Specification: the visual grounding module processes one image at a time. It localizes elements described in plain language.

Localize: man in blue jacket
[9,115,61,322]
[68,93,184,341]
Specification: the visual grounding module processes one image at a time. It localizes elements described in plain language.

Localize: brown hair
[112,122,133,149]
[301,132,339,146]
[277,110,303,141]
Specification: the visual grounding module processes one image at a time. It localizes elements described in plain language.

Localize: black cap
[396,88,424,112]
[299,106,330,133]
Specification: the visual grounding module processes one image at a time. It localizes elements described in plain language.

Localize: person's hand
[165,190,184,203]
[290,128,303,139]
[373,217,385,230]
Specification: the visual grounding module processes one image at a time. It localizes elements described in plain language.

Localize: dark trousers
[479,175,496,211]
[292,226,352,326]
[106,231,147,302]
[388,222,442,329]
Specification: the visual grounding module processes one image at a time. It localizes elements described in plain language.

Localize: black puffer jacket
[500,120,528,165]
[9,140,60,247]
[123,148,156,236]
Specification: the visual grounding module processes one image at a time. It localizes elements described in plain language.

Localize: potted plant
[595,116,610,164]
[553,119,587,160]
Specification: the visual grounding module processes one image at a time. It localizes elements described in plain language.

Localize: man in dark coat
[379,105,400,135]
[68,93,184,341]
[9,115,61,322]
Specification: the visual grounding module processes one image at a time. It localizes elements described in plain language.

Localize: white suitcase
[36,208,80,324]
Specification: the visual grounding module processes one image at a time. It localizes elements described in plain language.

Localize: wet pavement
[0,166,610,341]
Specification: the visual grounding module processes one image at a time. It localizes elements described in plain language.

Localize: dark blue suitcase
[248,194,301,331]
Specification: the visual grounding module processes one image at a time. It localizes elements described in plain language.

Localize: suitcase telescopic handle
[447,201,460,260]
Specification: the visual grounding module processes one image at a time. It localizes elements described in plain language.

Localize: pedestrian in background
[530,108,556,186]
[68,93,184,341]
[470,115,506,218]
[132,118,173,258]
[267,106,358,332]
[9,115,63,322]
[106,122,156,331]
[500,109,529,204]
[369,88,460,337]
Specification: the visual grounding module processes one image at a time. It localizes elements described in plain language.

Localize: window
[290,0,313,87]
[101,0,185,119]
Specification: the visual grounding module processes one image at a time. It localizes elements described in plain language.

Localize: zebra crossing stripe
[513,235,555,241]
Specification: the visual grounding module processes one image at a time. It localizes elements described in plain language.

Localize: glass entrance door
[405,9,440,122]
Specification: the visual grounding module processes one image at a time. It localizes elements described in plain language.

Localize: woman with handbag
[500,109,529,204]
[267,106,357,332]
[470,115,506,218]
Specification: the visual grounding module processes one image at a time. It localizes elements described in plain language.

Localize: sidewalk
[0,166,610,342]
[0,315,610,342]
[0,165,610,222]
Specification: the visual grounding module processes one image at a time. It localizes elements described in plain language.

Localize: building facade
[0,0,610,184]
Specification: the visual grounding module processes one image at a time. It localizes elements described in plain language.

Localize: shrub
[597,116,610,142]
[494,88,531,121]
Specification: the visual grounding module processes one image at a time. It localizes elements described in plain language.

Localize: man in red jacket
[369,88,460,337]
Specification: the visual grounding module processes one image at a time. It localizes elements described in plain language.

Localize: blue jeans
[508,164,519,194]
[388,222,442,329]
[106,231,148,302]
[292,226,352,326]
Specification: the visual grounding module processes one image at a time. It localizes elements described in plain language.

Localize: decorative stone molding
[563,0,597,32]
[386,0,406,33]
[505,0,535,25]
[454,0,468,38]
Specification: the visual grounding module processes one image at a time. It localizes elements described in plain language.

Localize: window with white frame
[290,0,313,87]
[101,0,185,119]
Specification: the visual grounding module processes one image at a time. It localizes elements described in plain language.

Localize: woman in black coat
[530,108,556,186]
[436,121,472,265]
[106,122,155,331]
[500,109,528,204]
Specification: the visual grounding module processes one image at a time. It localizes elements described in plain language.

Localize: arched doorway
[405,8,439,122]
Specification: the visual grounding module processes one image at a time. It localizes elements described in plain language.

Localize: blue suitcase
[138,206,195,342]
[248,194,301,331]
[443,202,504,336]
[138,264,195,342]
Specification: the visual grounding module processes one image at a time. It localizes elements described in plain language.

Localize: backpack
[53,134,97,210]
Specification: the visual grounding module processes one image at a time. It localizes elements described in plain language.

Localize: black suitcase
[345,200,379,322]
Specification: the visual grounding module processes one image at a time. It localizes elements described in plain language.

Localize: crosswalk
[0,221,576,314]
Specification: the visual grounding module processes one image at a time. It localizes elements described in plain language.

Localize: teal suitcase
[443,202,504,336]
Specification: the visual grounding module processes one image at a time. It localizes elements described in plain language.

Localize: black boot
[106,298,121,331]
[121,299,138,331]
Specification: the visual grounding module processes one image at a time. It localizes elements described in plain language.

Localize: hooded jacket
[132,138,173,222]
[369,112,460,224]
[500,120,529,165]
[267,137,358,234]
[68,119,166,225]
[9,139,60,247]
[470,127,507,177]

=-=-=

EXERCISE GOAL
Please gather every line of the items above that contains the word "suitcase" and list those lines.

ANSWER TO THE EXERCISE
Localize: white suitcase
Localize: dark blue suitcase
Localize: suitcase telescopic handle
Localize: blue suitcase
Localize: black suitcase
Localize: teal suitcase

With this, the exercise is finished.